### THE PROBLEM:
Repeat every item below word for word, keeping the original order.

### MATERIAL SUPPLIED:
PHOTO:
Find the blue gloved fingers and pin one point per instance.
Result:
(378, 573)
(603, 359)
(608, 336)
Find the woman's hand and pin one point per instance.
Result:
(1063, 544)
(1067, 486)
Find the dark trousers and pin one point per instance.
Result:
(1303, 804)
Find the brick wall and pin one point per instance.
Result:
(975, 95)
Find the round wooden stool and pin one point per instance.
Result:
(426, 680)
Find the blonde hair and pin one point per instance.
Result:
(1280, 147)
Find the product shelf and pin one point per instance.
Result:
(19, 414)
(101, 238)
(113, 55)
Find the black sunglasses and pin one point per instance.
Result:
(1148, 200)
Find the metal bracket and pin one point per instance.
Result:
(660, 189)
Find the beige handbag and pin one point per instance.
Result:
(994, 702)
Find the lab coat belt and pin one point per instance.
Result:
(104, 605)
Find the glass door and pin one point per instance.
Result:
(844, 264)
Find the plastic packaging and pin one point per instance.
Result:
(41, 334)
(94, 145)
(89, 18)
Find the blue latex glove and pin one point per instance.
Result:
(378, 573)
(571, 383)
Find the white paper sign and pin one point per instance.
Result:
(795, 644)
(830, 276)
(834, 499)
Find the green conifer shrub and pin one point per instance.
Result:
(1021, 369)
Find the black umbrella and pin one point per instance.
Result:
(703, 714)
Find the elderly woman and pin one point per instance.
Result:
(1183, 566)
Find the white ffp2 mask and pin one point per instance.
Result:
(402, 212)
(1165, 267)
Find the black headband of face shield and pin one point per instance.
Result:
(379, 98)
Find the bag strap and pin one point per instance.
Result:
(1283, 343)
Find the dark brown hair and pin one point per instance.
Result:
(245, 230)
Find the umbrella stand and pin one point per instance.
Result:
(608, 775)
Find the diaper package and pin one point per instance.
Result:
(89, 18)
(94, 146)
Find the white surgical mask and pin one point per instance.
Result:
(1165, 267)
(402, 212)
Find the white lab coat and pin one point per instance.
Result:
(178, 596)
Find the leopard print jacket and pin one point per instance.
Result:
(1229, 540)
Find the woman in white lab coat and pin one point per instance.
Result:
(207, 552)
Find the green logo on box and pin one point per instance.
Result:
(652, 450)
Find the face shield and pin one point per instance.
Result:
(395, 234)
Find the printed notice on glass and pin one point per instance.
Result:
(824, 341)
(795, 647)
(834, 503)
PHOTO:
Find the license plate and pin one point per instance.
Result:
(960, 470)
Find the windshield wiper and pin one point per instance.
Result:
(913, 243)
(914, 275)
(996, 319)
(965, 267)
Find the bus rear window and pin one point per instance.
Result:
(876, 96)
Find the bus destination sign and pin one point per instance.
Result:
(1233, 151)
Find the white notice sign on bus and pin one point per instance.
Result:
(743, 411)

### RESPONSE BELOW:
PHOTO:
Find the blue gloved fingers and pin one point per instance.
Result:
(378, 573)
(603, 359)
(608, 336)
Find the woman's hand and pin one point per instance.
Result:
(1063, 544)
(1067, 486)
Find the dark trousers and pin one point per instance.
Result:
(1303, 804)
Find the brick wall and pin one point per instance.
Result:
(975, 95)
Find the round wooden stool and pin one point per instance.
Result:
(426, 680)
Find the blonde hair and pin one point per instance.
Result:
(1280, 147)
Find the product shelf and pin one point per instance.
Result:
(19, 414)
(101, 238)
(113, 55)
Find the black sunglasses and pin one point per instance.
Result:
(1148, 200)
Find the metal bracket and pin one point per instance.
Result:
(660, 189)
Find the beige handbag and pin one point per instance.
Result:
(994, 702)
Find the lab coat belt and pin one point per instance.
Result:
(104, 605)
Find the glass door and pin one point per instance.
Result:
(844, 264)
Find the plastic packaging and pin one point per instance.
Result:
(41, 334)
(94, 145)
(89, 18)
Find the blue latex glove and pin one point per instance.
Result:
(378, 573)
(571, 383)
Find the white paper sign and pin one point per instance.
Result:
(795, 644)
(830, 276)
(834, 499)
Find the green conifer shrub and pin one point per instance.
Result:
(1021, 369)
Find the black umbrella and pin one point per instance.
Result:
(703, 714)
Find the elderly woman and pin one point per instance.
Result:
(1183, 566)
Find the white ffp2 mask and pin one point per instance.
Result:
(402, 212)
(1165, 267)
Find the black headband of face shield and pin one point per instance.
Result:
(379, 98)
Find the bag strap and pin one point per instance.
Result:
(1283, 343)
Find the dark brown hair and pin one point per instance.
Result:
(245, 230)
Find the umbrella stand and pin one point per instance.
Result:
(608, 775)
Find the diaper package and pin one point per instance.
Result:
(89, 18)
(94, 146)
Find the white surgical mask and pin one point per instance.
Result:
(1165, 267)
(402, 212)
Find the white lab coat and pin one point per instance.
Result:
(178, 596)
Find the leopard print jacket and pin one point per instance.
Result:
(1229, 540)
Find the woman in white lab coat and pin one point per instance.
Result:
(207, 552)
Find the green logo on box and pin one point per instance.
Result:
(652, 450)
Find the face shield and pin one point per instance.
Result:
(395, 234)
Find the printed notice on glass and pin one point per instance.
Result:
(824, 341)
(795, 647)
(834, 503)
PHOTO:
Find the license plate and pin one point per instance.
Result:
(960, 470)
Find the windshield wiper and pin one point per instance.
Result:
(913, 243)
(914, 275)
(996, 319)
(965, 267)
Find the bus rear window and pin one point per instance.
Result:
(876, 96)
Find the bus destination sign and pin one point per instance.
Result:
(1233, 151)
Find the white notice sign on bus and pin one point per instance.
Result:
(743, 411)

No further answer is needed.